### Set problem
Copy the stretch from "Galatea came out" through "at good conversation." in the 2000 IFComp history text, word for word.

History of IFComp, year by year: 2000

2000 was widely regarded as the best IFComp up to that point, and for several years afterward. I have to agree. Several games can be considered the ‘real winner’:

The actual winner: Kaged.
The highest rated game of the comp now on IFDB: Metamorphoses.
The most rated game of the comp on IFDB: Shade
The XYZZY winner: Being Andrew Plotkin
The game many called the ‘true winner’ of the comp: Rameses.

Influences

All of those games that came out late the year before influenced this one. While Ian Finley doesn’t list Varicella as an influence in his interview, Kaged has many similarities with Varicella, including the dystopian authoritarian sci-fi world.

Mulldoon Legacy was directly copied by two games: The Clock and Happy Ever After, both featuring a relative’s house with a portal to a different time or world.

Galatea came out in 2000 and directly established Emily Short as a well-known (but controversial) author, as people came to grips with the fact that they could have fun with open ended games. The comp featured several attempts at good conversation.

Shrapnel and 9:05 also came out this year, and some of their themes are reminiscent of Rameses, to me.

Top games

This year seemed weird for me for a long time; out of all the ‘winners’ I listed above, Kaged is the least well known today. But over the last year, I think I’ve learned why it won.

Kaged is the only TADS game to win the competition (since the first year). Kaged is described as Kafka-esque by its author, and Orwellian. It has a long, non-linear opening sequence involving bureaucracy and conspiracy, devolving into extended action scenes.

### Extracted information
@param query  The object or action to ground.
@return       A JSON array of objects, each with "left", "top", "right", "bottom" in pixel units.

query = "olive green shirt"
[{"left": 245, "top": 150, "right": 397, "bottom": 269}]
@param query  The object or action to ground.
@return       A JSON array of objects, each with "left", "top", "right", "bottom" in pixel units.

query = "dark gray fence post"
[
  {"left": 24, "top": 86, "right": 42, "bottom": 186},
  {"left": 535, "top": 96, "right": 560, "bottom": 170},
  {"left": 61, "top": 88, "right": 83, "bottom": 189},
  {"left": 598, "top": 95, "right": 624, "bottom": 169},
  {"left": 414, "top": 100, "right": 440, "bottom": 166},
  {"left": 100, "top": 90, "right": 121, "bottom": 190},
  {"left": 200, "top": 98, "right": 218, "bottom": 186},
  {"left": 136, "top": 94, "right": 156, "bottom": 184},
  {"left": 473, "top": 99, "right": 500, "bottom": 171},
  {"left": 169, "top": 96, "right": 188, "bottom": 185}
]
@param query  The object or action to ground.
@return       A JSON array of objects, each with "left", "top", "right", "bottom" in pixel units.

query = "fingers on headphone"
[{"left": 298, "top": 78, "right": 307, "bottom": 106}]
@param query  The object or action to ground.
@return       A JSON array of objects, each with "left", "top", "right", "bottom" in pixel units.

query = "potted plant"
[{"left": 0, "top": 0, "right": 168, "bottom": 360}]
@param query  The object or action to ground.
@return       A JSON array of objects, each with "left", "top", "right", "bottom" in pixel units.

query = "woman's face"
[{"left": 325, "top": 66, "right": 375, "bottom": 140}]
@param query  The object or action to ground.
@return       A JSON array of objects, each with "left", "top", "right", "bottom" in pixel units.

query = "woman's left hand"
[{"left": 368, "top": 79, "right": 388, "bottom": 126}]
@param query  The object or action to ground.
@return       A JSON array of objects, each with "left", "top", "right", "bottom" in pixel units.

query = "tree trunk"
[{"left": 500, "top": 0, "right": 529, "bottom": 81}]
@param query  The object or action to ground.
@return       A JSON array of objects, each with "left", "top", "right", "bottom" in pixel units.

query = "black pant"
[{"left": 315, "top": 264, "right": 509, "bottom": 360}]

### Result of the task
Galatea came out in 2000 and directly established Emily Short as a well-known (but controversial) author, as people came to grips with the fact that they could have fun with open ended games. The comp featured several attempts at good conversation.